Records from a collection
* BEGIN *

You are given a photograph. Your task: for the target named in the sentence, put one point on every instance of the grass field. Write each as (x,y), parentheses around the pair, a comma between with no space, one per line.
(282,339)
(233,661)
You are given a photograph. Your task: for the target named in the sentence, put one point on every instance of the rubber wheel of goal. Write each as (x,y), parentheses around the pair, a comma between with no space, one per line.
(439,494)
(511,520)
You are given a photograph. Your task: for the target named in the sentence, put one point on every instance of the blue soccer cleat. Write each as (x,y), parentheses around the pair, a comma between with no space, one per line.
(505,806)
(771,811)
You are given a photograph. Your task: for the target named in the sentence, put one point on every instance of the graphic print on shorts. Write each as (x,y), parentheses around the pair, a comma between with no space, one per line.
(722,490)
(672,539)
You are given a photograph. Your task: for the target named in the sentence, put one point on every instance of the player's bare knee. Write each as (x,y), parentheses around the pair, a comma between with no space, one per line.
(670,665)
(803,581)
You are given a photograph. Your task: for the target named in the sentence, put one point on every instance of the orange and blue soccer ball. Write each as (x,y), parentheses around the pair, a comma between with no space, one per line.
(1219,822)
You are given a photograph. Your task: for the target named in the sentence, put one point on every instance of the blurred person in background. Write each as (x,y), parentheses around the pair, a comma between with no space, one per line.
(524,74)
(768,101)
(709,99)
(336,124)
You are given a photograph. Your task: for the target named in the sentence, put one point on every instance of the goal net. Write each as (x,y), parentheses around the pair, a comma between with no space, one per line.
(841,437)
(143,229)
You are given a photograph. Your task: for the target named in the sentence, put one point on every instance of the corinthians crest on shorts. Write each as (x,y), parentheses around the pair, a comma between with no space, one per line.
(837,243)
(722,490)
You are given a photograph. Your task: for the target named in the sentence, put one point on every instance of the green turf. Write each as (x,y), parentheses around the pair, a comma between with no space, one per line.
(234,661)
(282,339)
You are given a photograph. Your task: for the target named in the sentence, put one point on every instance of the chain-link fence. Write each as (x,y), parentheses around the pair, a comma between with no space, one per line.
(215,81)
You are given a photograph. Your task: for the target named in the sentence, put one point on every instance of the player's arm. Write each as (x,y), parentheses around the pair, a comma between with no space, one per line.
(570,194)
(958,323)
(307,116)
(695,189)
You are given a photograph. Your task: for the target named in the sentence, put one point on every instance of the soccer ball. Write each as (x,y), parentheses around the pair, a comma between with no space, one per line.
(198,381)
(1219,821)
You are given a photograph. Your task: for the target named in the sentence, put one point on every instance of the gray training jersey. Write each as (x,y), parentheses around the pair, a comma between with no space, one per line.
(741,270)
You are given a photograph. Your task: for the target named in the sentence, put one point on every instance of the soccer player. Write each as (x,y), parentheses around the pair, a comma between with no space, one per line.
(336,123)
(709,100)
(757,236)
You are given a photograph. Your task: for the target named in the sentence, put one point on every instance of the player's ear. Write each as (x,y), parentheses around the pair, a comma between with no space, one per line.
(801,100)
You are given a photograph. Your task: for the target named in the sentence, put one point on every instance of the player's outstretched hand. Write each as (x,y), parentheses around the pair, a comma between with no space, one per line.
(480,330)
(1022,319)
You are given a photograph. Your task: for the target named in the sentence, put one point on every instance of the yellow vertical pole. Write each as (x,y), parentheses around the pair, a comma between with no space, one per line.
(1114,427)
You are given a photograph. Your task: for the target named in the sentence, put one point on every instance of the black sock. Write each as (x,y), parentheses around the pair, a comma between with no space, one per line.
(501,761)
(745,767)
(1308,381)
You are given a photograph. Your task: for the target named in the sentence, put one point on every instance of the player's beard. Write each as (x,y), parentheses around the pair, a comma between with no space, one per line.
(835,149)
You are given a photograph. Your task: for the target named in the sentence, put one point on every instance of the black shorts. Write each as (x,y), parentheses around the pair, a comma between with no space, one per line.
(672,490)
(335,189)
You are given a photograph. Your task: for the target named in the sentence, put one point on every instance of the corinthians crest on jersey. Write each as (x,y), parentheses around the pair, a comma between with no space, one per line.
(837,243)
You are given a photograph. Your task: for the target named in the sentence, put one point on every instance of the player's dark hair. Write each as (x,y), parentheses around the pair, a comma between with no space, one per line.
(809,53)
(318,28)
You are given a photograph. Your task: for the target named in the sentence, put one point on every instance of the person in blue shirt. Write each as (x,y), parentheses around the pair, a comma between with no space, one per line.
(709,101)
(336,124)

* END *

Stated problem ▸
Repeat each record exactly. Omit nothing.

Result of this task ▸
You are given a photograph. Your task: for the target named in the sentence, put one point on every instance of the grass field. Write each as (x,y), parentheses around the pair, a comma between with no space, one per line.
(282,339)
(233,661)
You are given a photograph. Your task: for the target named in the sentence, put one point on every instance of the rubber wheel of goal. Write each as (x,y), parentheses around the pair, a comma between with no space, one per line.
(439,494)
(511,520)
You are given a photograph. Your task: for the target named in the sentence, put one point on every instance of the blue soccer cleat. Write each as (x,y), parentheses around the pair, a comma between with no space, one per line.
(505,806)
(771,811)
You are given a photograph. Your task: for the target named in the sentence, put one point on every instance of the graphic print on shorts. Write each as (x,y), parentheses around the pair, a comma between with no space, one per line.
(722,490)
(672,539)
You are given a photograph. Your task: for the target named in the sentence, put one point on every instance of the player's bare knee. Write each as (x,y), parentheses around the pair, a comma between with no space, one per line.
(670,665)
(803,581)
You are given a photograph. Your task: for the target named in the sentence, put one point on every instance of the orange and blue soccer ball. Write each as (x,y), parentheses around the pair, a comma between with no space, one per line.
(1219,822)
You are given a photograph. Your task: for the target named in the sentence, put one point on every instance of the blurred person in background. Write each as (x,y), parentheses around the pair, a comma between with no space, one per line.
(524,74)
(768,101)
(709,99)
(336,124)
You are given a photograph. Your task: for the target named in the sentence, put one point on every instance of the goal net. Write each as (x,y), parentheses around the pair, a comma between with no space, one per line.
(841,437)
(143,229)
You are given a photograph. Your task: for the target named in the sentence, put one point on every instance of the corinthians crest on shorts. Write each as (x,y), parentheses around the pair, a comma between with no space, one per line.
(837,243)
(722,490)
You are given a photograph. Your task: for the target named in the sentence, put one point on every instance of the green turf. Write each as (x,y), parentheses around the pair, a comma between with no space, one per line.
(234,661)
(282,339)
You are given a photograph. Your task: for the target named in the sentence, put one point on every instance of the chain-link fence. Write each as (x,y), parentheses around the pair, a comma between with no space, one per line.
(215,81)
You are given a photograph. Your task: for the target named in the sentence, put one point on every instance of the player's arm. Write each as (x,y), parentheses around the pair, a comma between with no space, one per line.
(570,194)
(958,323)
(307,116)
(695,189)
You are given a photograph. Your task: for the target named in the sentence, put one point on every instance of the soccer ball. Write each as (x,y), parentheses around the pair, a comma between with no space, one per line.
(198,381)
(1219,821)
You are given a photograph. Your task: for the target named in the sentence, put one point on every instance of the gray training jersey. Write each as (x,y), parentheses around the pair, a comma between with no space, one per line.
(741,270)
You are given a photograph. Your task: for the target named in the sentence, put one point on every instance of the soccer player. Write each as (x,y), parentheses around the pair, a comma between with no space, one per line.
(336,123)
(709,100)
(757,236)
You are given a photograph. Your task: for the target named in the sentence, put one point on every instance of the player's ear. Write each as (x,y), parentheses around the pair, a comma between with no space, one per line.
(801,100)
You are given a photograph. Your task: for the target named in the sentence, put one point on every instance of the player's outstretched hand. Write each as (x,y), parentheses around the pair, a comma between with no space, one per line.
(480,330)
(1022,319)
You are given a photograph. Your task: for the target named in the sentence, put one point on every instance of the yellow vertical pole. Write each as (x,y), parentheses around the pair, a comma between with no space, one per line.
(1114,427)
You are given a photograph. Your task: for the target named in the sentence, put one point on every instance of the black sock. Write each as (x,y), parentheses around the pair, a comma between with no space, one per line.
(501,761)
(745,767)
(1308,381)
You are given a photograph. Your task: for the target named in the sentence, put one point on every instance of the player's beard. Write each as (x,y), parentheses around the pair, a comma between with no space, one per line.
(835,149)
You are given a photograph. Your task: for the target named in the sentence, put one point on every instance of the black shorts. Write each as (x,y), parentheses around the pair, a comma between with no space, one per line.
(672,490)
(335,189)
You are given a photograph. Your task: for the target named in the sentence, put one point on every instance of the corinthians crest on jersey. Write each as (x,y), parentheses around the pair, a comma between with no space, one per line.
(837,243)
You are given a photograph. Your task: for the target named in the sentence, put one point on every instance of the player's dark hair. Write each as (x,y), parentheses around the pair, a comma between with no space, one per line.
(809,53)
(318,28)
You are given a photograph. Your task: for the target named in the sentence, put one point on every instance of the person in blue shirt. Write each as (x,y), parentheses around the pair, a comma between with no space, one per line.
(709,101)
(336,124)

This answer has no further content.